Textauszug >>
Fernzüge der Deutschen Bahn halten ab Anfang Februar seltener am Berliner Bahnhof Spandau. "Ab dem 6. Februar werden die ICE-Züge auf der Verbindung Berlin nach Hannover in Spandau nur noch stündlich sowie von Berlin in Richtung Frankfurt nur noch zweistündlich halten", teilte die Bahn mit. Zwischen Berlin und Hannover hält dort den Angaben zufolge derzeit halbstündig ein Zug.
Als Grund verwies die Bahn auf den grundsätzlich überlasteten Verkehrsknoten Berlin. Darüber hinaus führten derzeit Langsamfahrstellen zwischen Wolfsburg und Berlin auf 30 Kilometern Länge zu hohen Verspätungen aller Fernzüge von und nach Berlin. Mit der Reduzierung der Halte in Spandau will die Bahn den Verkehr stabilisieren. Die Einschränkungen für Fahrgäste im Berliner Westen sollen bis Mitte Juni andauern.
Auch danach wird es in Berlin zu Beeinträchtigungen im Fernverkehr kommen. Aufgrund der Sanierung der zwischen Ost und West verlaufenden Stadtbahn halten Fernzüge dann nicht mehr an zentralen Bahnhöfen auf der Strecke. Das genaue Fahrplankonzept für diese Zeit werde gerade erarbeitet, teilte die Bahn weiter mit. Das gelte auch für die ab Oktober geplante Generalsanierung des Fernverkehrskorridors Berlin-Wolfsburg-Lehrte.
Immerhin: Die Sanierung der Strecke Hamburg-Berlin soll bis Ende April abgeschlossen sein. Ab Mai könnten dann wieder mehr Fernzüge in Spandau halten.

Ausgangsmaterial >>
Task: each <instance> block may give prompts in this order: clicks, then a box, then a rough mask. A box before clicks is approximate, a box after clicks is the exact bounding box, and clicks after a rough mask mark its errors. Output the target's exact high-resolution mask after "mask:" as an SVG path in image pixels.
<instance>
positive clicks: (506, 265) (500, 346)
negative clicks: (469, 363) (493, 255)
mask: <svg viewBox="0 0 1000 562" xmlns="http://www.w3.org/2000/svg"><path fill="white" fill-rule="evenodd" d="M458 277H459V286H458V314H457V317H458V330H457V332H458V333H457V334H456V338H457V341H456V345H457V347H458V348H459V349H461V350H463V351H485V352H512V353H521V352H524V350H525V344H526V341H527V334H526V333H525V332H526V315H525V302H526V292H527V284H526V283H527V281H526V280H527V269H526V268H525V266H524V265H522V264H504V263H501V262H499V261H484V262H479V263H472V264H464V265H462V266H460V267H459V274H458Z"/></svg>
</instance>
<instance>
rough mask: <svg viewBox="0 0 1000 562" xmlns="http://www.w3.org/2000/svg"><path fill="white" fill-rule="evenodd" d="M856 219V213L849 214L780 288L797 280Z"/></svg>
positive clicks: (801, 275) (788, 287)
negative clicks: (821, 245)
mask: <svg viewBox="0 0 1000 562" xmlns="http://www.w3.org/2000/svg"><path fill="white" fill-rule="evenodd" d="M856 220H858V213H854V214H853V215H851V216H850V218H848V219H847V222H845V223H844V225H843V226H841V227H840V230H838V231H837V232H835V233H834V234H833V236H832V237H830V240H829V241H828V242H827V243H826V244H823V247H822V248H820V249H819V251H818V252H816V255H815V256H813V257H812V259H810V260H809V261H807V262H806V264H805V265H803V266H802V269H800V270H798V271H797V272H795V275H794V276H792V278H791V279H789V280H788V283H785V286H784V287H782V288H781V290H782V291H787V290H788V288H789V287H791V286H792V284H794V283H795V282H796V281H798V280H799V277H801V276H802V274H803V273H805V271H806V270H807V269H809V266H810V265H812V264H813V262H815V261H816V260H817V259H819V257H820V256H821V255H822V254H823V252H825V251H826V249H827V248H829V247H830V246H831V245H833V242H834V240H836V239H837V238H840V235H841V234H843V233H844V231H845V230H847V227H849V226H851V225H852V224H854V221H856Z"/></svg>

Aufgabenstellung >> Schreiben Sie aus dem Text über die Fernzughalte in Spandau den Abschnitt wortgetreu ab, der mit „Als Grund verwies“ beginnt und mit „Mitte Juni andauern.“ endet.

Lösung der Aufgabe >>
Als Grund verwies die Bahn auf den grundsätzlich überlasteten Verkehrsknoten Berlin. Darüber hinaus führten derzeit Langsamfahrstellen zwischen Wolfsburg und Berlin auf 30 Kilometern Länge zu hohen Verspätungen aller Fernzüge von und nach Berlin. Mit der Reduzierung der Halte in Spandau will die Bahn den Verkehr stabilisieren. Die Einschränkungen für Fahrgäste im Berliner Westen sollen bis Mitte Juni andauern.